◆ **Passage shown**:

####################

New Theory Cracks Open the Black Box of Deep Learning - smokielad
https://www.quantamagazine.org/new-theory-cracks-open-the-black-box-of-deep-learning-20170921/
======
iolsixuutic
Interesting to read this. I was a little confused at first because the
information bottleneck paper wasn't new, and then as I read I realized they
acknowledged that. It's interesting to see followup and new research coming
out about it, because it struck me as promising when I first read about it.

The information bottleneck idea is very similar, basically the same, as how
I've always thought about DL models, and statistical models more generally.
The hidden variables at each layer are basically digitized codes, and there's
a compression at each layer, which is equivalent to learning/inference as in
an algorithmic complexity/MDL sense.

What was surprising to me was the relationships with renormalization groups,
which I wasn't familiar with at all.

####################

◆ **Raw data**:
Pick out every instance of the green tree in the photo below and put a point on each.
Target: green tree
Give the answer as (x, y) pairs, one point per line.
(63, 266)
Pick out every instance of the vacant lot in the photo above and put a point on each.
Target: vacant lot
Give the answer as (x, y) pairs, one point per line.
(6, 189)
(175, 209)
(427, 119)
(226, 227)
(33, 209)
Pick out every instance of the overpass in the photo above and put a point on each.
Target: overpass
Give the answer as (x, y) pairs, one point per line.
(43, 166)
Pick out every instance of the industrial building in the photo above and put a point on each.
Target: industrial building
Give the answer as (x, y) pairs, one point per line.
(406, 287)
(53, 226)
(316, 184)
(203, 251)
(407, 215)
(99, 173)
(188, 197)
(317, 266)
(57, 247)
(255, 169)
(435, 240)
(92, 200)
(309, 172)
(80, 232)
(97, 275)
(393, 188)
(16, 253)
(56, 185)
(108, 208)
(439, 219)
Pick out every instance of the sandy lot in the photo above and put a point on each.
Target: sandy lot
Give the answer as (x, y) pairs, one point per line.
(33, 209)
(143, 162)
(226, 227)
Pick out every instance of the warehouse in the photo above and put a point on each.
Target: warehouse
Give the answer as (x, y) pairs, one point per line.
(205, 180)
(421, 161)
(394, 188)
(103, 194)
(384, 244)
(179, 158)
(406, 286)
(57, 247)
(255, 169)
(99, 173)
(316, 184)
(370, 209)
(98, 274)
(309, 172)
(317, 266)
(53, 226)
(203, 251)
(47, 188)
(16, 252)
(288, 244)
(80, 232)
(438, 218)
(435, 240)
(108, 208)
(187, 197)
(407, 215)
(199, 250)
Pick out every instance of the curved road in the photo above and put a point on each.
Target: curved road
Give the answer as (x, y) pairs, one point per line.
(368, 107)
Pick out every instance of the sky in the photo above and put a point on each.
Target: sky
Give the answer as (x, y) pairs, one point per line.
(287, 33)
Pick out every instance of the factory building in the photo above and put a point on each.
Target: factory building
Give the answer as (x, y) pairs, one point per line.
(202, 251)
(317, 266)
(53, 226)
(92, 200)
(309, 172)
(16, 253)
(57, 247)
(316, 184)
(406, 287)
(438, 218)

####################

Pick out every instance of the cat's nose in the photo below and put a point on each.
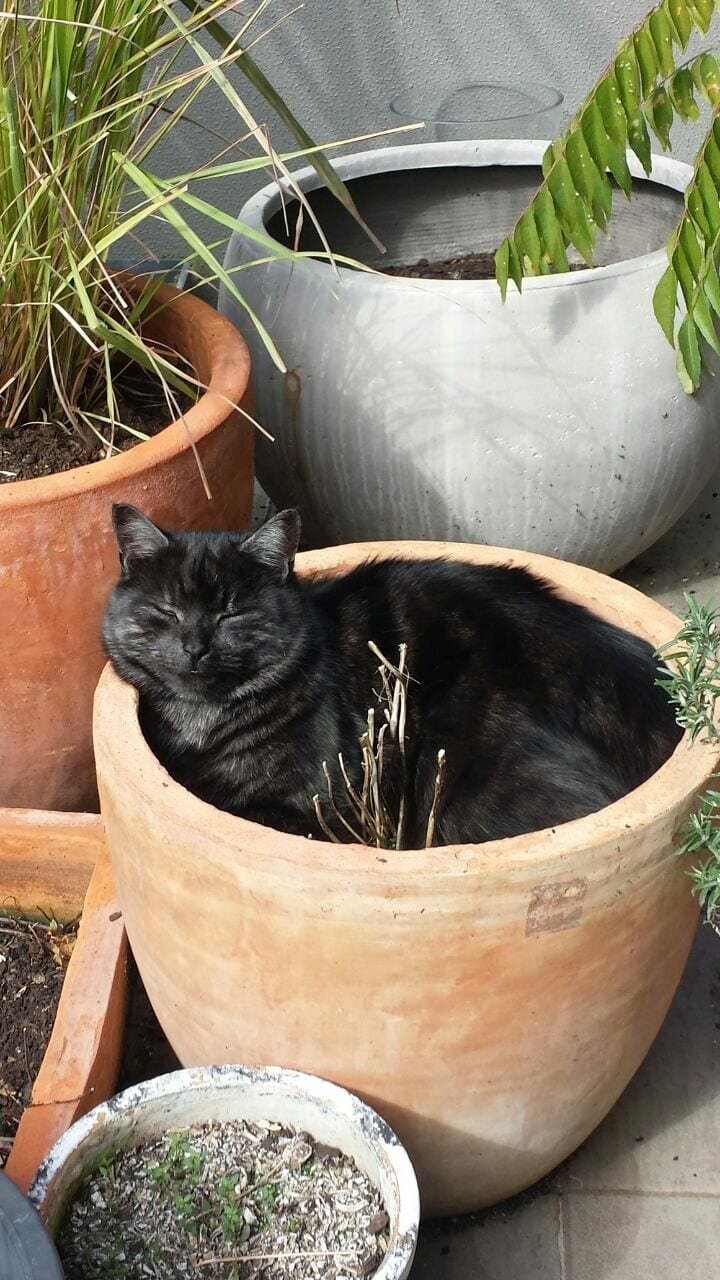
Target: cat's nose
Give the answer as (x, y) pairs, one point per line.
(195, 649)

####################

◆ **Task instructions**:
(1) In the thread about deep learning theory, what surprised the commenter?
(2) How many lines of the listing contain the string "road"? Give only the number; case counts.
The thread and the listing are separate, unrelated material.

◆ **Written answers**:
(1) The relationships with renormalization groups.

(2) 2